Work instructions: Continue the court opinion below on attorney's fees under the Social Security Act, starting right after its last sentence.

Passage:
+ + +

EBEL, Circuit Judge.

This appeal presents a question of first impression in this court: whether the Social Security Act (SSA), 42 U.S.C. § 406(b)(1), allows the district court to award attorney’s fees to claimant’s counsel *496 when the court remands a Title II Social Security disability case for further proceedings and the Commissioner ultimately determines that the claimant is entitled to an award of past-due benefits. We conclude that § 406(b)(1) does permit an award of counsel fees under these circumstances, and therefore we REVERSE the district court’s denial of fees, see McGraw v. Barnhart, 370 F.Suppüd 1141 (N.D.Okla.2005), and REMAND for further proceedings. *

I. Background and District Court Proceedings

In April 1998, Randy L. McGraw applied for Title II Social Security disability benefits. He and his counsel entered into a contingent-fee agreement in which he agreed to pay counsel twenty-five percent (25%) of any past-due benefits recovered.

+ + +

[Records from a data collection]
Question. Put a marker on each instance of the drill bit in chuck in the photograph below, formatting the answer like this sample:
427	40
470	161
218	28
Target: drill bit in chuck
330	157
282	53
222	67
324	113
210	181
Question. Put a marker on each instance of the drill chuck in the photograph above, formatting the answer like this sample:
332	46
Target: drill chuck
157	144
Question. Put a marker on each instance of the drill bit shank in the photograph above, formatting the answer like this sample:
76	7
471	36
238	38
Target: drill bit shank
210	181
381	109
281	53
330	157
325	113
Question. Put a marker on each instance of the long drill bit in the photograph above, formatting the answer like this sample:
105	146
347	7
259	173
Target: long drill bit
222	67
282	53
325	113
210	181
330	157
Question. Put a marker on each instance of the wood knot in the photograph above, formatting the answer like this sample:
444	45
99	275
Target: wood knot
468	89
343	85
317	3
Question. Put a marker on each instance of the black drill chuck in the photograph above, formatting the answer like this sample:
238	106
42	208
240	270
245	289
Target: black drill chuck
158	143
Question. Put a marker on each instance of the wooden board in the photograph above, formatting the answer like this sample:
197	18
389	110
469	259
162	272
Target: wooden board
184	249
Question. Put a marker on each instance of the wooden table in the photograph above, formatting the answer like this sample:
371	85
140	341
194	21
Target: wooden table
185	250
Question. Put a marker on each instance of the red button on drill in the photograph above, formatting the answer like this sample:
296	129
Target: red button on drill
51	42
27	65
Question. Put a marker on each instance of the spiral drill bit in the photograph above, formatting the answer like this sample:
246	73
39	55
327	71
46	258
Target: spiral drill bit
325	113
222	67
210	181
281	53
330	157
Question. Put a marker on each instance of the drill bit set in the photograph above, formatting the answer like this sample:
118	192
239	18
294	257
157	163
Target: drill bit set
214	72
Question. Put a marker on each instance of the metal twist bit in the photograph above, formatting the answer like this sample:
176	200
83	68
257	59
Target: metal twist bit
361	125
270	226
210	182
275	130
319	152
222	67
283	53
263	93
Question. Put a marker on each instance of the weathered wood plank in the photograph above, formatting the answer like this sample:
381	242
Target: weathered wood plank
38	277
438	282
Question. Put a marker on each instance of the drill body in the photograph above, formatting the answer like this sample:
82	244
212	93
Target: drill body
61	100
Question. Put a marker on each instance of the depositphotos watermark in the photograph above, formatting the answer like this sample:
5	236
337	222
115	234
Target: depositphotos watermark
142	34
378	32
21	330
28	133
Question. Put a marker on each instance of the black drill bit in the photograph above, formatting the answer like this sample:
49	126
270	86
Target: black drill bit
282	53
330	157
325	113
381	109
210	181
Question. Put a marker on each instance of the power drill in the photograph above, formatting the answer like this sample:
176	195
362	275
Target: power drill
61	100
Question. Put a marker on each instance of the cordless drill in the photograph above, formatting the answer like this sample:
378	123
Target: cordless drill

+ + +

Answer to this problem:
Mr. McGraw’s application for benefits was denied at the agency level by both the administrative law judge (ALJ) and the Appeals Council, and he filed a complaint in the district court. Upon the Commissioner’s motion, on May 28, 2002, the magistrate judge, presiding by consent of the parties under 28 U.S.C. § 636(c), remanded the case to the Commissioner for further proceedings under sentence six of 42 U.S.C. § 405(g). 1 The court also administratively closed the case and ordered the Commissioner to file a status report within 120 days. On August 29, the Commissioner duly filed a status report, which informed the court that the agency had determined that the tape of Mr. McGraw’s original benefits hearing was defective and a complete record of the administrative proceedings could not be prepared. Thus, the Appeals Council had vacated the Commissioner’s final decision and remanded the case to the ALJ for further proceedings consistent with the district court’s order of remand.

In light of the status report, the district court remanded the case for a de novo hearing under sentence four of 42 U.S.C. § 405(g), and it entered judgment in favor of Mr. McGraw. After the district court’s judgment became final and non-appealable, Mr. McGraw filed a motion for an award of attorney’s fees under the Equal Access to Justice Act, 28 U.S.C. § 2412(d) (EAJA). On December 12, 2002, the court awarded an EAJA fee of $445.40.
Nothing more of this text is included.